# Objectif 1
Dans l'article sur les négociations syro-turques d'Astana, quelle journaliste a mené le débat diffusé par Al-Akhbariya TV le 3 janvier 2017 ?

Syrie
Que pensent les Syriens des
futures négociations
syro-turques à Astana ?
Mouna Alno-Nakhal
Vendredi 6 janvier 2017
Le dialogue entre Syriens
patriotes n’a pas attendu
l’« opération » d’Astana, terme adopté
par le quotidien syrien Al-Watan
pour désigner les négociations en vue
d’un règlement politique de la guerre
contre la Syrie, telles que prévues par
le plan de cessation des hostilités,
garanti par la Russie et la Turquie,
entré en vigueur le 29 décembre dernier
à minuit, et adopté à l’unanimité par le
Conseil de sécurité des Nations Unies
sous la Résolution 2336 du 31 décembre
2016.
Le dialogue est déjà commencé
entre les représentants des différents
partis sur les plateaux des télévisions
nationales. Pour exemple : l’émission
d’Al-Akhbariya TV de ce 3 janvier 2017
où le débat mené par la journaliste
Rania al-Zannoun a réuni :
-
Mme Majd
Niazi, Secrétaire
générale du mouvement « Souriya al-Watan »
[Syrie, la Patrie], regroupant 5
partis de l’opposition, 16
organisations civiles et nombre de
personnalités indépendantes.
-
M. Fateh
Jamous, l’un des
dirigeants de la « Coalition
des forces du changement pacifique »
ayant conduit une délégation
d'opposition parlementaire syrienne
à Moscou.
-
Dr.
Mahdi Dakhlallah
ancien ministre, ancien ambassadeur
et membre du parti de la majorité
parlementaire, Al-Baath.
Un débat sans animosité et
apparemment sans tabou puisque, tout en
reconnaissant l’importance considérable
de la base populaire du parti Al-Baath,
les représentants de l’opposition l’ont
mis devant ses responsabilités quant aux
conséquences de son manque de
concertation, de son acceptation que la
justice soit plus clémente à l’égard des
terroristes armés que des contestataires
politiques et, aussi, de sa négligence
face à la multiplication des écoles
religieuses en Syrie avant la crise.
Autant de critiques, justifiées ou non
selon le Dr Dakhlallah, sur lesquelles
nous ne nous étendrons pas, pour saisir
l’essentiel de ce que ces trois invités
pensent des négociations syro-turques
prévues à Astana.

(Entrées tirées d'une collection)
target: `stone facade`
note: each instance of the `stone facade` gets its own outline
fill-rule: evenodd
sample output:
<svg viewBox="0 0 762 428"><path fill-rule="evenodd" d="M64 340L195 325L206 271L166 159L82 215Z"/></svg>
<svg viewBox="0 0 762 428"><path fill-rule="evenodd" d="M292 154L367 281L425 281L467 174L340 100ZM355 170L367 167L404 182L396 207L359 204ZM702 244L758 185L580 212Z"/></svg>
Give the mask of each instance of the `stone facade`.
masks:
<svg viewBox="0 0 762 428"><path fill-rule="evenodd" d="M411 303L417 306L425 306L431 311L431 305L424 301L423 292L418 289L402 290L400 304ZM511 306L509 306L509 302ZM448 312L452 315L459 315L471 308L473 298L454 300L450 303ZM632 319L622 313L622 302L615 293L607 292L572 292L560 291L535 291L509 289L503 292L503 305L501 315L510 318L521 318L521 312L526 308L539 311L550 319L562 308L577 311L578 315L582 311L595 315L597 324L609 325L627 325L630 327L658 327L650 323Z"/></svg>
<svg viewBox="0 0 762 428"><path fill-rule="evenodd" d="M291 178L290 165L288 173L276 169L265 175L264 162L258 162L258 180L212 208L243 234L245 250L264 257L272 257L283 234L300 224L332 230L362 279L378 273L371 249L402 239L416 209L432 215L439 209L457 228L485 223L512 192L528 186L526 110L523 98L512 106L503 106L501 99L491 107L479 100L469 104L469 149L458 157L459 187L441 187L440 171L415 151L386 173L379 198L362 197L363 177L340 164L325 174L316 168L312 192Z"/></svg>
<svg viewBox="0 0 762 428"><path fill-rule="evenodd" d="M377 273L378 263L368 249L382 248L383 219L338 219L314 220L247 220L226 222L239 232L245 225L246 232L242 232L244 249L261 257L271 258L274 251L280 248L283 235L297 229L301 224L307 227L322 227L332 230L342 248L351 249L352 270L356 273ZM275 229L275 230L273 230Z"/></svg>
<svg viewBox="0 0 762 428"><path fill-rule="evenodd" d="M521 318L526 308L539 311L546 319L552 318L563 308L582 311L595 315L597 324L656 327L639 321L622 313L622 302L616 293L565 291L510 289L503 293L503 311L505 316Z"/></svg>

# Objectif 2
Mettez à jour les entrées, depuis leur début jusqu'à la ligne contenant "303L417 306L425 306L431" incluse, en remplaçant "stone facade" par "brick wall" sans rien modifier d'autre. Ne redonnez que ces lignes.

# Résultat 1
Rania al-Zannoun.

# Résultat 2
target: `brick wall`
note: each instance of the `brick wall` gets its own outline
fill-rule: evenodd
sample output:
<svg viewBox="0 0 762 428"><path fill-rule="evenodd" d="M64 340L195 325L206 271L166 159L82 215Z"/></svg>
<svg viewBox="0 0 762 428"><path fill-rule="evenodd" d="M292 154L367 281L425 281L467 174L340 100ZM355 170L367 167L404 182L396 207L359 204ZM702 244L758 185L580 212Z"/></svg>
Give the mask of each instance of the `brick wall`.
masks:
<svg viewBox="0 0 762 428"><path fill-rule="evenodd" d="M411 303L417 306L425 306L431 311L431 305L424 301L423 292L418 289L402 290L400 304ZM511 306L509 306L509 302ZM448 312L452 315L459 315L471 308L473 298L454 300L450 303ZM632 319L622 313L622 302L615 293L607 292L572 292L560 291L535 291L509 289L503 292L503 305L501 315L510 318L521 318L521 312L526 308L539 311L550 319L562 308L577 311L578 315L582 311L595 315L597 324L609 325L627 325L630 327L658 327L650 323Z"/></svg>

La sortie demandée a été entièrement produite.